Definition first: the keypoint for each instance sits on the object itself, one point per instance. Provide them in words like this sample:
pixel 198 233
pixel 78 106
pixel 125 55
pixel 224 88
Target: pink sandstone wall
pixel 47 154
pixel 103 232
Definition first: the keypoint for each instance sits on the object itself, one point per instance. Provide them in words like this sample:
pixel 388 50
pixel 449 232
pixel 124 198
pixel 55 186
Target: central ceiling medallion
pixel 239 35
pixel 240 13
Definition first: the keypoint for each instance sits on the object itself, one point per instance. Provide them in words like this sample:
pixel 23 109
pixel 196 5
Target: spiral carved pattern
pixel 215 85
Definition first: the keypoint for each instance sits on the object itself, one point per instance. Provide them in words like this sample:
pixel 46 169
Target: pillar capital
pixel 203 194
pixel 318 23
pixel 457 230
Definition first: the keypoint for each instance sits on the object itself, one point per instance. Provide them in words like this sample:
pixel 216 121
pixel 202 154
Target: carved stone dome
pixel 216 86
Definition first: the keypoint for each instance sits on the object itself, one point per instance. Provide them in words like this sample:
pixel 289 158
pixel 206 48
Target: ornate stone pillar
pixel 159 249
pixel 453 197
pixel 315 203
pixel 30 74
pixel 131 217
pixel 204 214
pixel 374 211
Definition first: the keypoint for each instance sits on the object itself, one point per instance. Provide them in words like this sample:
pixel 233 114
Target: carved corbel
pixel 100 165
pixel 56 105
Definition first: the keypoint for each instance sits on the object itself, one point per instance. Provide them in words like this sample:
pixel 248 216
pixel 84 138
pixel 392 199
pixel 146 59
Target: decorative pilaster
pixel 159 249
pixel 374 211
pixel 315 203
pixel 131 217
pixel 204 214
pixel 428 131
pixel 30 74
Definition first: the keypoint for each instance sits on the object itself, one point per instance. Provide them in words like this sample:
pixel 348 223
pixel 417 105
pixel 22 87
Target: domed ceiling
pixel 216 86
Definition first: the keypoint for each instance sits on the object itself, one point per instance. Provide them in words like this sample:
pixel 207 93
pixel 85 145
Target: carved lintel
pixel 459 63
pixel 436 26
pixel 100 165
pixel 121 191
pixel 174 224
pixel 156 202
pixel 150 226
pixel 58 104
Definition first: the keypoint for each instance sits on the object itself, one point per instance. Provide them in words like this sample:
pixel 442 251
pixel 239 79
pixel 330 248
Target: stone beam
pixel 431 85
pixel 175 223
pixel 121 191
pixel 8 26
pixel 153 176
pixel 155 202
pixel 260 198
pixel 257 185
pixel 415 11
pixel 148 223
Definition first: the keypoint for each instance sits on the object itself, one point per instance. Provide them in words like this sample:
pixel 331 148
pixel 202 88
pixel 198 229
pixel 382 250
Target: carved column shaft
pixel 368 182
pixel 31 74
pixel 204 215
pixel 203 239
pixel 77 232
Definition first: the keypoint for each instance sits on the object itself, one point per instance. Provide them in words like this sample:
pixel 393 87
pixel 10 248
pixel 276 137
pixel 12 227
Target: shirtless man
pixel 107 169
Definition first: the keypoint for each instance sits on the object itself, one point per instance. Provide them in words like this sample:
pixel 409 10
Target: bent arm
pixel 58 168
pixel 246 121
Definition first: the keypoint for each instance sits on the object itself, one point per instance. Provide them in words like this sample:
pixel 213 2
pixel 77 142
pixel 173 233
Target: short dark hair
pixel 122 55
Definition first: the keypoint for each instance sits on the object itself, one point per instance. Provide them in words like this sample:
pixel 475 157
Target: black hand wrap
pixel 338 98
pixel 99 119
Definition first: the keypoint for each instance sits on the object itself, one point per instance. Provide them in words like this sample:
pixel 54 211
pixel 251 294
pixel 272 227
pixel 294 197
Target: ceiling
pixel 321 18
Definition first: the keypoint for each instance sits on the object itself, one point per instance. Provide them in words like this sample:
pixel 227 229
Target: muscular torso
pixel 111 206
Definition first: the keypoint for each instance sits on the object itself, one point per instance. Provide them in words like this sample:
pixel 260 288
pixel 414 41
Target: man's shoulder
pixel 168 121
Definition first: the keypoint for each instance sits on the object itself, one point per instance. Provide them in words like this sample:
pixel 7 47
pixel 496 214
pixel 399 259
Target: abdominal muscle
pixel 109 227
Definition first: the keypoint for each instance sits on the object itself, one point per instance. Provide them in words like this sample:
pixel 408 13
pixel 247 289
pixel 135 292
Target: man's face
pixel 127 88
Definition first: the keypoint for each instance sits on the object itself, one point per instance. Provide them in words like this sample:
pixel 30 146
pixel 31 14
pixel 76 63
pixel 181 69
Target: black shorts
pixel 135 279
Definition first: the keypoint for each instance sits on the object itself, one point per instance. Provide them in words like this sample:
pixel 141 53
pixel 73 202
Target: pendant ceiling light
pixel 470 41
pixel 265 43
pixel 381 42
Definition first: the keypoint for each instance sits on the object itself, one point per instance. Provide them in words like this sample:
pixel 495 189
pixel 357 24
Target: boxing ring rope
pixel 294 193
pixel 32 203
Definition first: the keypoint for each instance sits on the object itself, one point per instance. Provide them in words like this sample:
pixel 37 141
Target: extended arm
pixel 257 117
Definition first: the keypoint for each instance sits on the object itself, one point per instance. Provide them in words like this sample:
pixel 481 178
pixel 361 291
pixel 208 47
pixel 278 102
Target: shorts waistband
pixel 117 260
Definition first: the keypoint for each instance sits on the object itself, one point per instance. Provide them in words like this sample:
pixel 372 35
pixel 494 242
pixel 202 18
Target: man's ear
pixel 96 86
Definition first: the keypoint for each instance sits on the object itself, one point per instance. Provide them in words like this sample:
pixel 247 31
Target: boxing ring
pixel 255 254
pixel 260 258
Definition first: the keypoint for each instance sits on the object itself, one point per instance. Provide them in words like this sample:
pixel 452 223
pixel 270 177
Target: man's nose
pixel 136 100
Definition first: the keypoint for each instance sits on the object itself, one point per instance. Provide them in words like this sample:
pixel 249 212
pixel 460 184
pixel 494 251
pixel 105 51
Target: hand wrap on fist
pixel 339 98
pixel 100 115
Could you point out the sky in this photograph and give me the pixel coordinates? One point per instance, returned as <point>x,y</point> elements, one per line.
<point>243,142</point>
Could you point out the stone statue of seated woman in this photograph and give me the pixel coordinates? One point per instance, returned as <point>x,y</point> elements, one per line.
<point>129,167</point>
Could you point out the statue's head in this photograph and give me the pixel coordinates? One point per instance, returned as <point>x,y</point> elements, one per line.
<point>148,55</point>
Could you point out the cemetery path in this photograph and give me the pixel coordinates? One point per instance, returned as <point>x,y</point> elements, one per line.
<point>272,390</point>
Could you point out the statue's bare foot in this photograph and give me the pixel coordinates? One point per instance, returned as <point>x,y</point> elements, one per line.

◆ ◆ ◆

What to work on:
All lines above from the line with "pixel 393 87" through the line with "pixel 213 2", both included, are to be set down exactly, with nothing else.

Result of this exercise:
pixel 393 87
pixel 10 248
pixel 276 137
pixel 12 227
Target: shirtless man
pixel 107 169
Definition first: the keypoint for each instance sits on the object itself, one point per instance. Provide them in words like this sample:
pixel 409 10
Target: bent arm
pixel 58 168
pixel 246 121
Definition first: the keypoint for each instance sits on the object itself, one point per instance. Provide them in words like this sample:
pixel 213 2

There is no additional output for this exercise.